> _Activity_
Can you update the pipeline embargo article from "The decision is crucial" to "the American embargo." so that "generators" replaces "turbines"?
-- Reading text follows --
The French government announced July 22 that it had ordered a French engineering company to defy the United States embargo on the Soviet gas pipeline.
The company, Alsthom-Atlantic, now will go ahead and manufacture 40 gas-turbine rotors, which it produces under General Electric license.
The decision is crucial to the execution of the controversial multibillion dollar natural gas contract with the Soviet Union. Alsthom-Atlantic was the only European company with the ability to produce the needed turbines for the project. But to do this, it has to defy the American embargo.
The decision is likely to cool even further already chilly Franco-American relations. Earlier this week, US Ambassador Evan Galbraith warned once again that Alsthom-Atlantic would face fines and legal prosecution if it fulfilled the contract.
Such warnings made the French wait nearly a month since the technology embargo was first announced by President Reagan before deciding to go ahead. Officials at the French Foreign Ministry kept saying they hoped a compromise of some sort could have been worked out without an open break over the issue.
But evidently the French finally lost hope in reaching any deal with the Americans. French Foreign Minister Claude Cheysson July 21 spoke of ''a progressive divorce'' between Paris and Washington.
''We no longer speak the same language,'' he said. ''The United States seems totally indifferent to our problems.''
President Reagan declared an embargo on all American technology for the Soviet gas contract last June 18. The embargo promised to delay the construction of the contract for a year or two, primarily because it would stop Alsthom from constructing the needed turbines under American license.
-- Reading text concluded --
-- Given entries follows --
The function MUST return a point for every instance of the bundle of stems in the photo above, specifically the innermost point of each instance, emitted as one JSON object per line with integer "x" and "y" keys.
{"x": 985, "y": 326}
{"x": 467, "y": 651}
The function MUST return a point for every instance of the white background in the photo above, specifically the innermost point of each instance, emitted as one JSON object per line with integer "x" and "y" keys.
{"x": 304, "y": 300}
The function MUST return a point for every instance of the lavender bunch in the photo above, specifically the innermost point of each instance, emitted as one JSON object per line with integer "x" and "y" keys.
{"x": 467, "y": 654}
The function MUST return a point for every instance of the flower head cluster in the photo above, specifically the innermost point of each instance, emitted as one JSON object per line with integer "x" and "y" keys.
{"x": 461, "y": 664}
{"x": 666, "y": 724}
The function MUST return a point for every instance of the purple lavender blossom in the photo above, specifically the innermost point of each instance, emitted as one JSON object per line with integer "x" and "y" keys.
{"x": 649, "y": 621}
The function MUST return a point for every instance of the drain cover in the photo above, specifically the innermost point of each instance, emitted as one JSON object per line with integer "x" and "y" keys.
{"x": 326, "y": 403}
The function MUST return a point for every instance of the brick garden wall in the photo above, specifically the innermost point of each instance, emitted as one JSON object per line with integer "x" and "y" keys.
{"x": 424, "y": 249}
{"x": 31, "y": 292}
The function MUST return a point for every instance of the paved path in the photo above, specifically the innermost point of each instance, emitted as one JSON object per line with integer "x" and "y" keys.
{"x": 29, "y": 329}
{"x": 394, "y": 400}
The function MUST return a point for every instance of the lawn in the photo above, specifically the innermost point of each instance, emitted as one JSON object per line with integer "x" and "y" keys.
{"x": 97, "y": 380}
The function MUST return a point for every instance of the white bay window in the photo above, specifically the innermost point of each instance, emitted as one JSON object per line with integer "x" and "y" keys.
-- Given entries concluded --
> _Result_
The decision is crucial to the execution of the controversial multibillion dollar natural gas contract with the Soviet Union. Alsthom-Atlantic was the only European company with the ability to produce the needed generators for the project. But to do this, it has to defy the American embargo.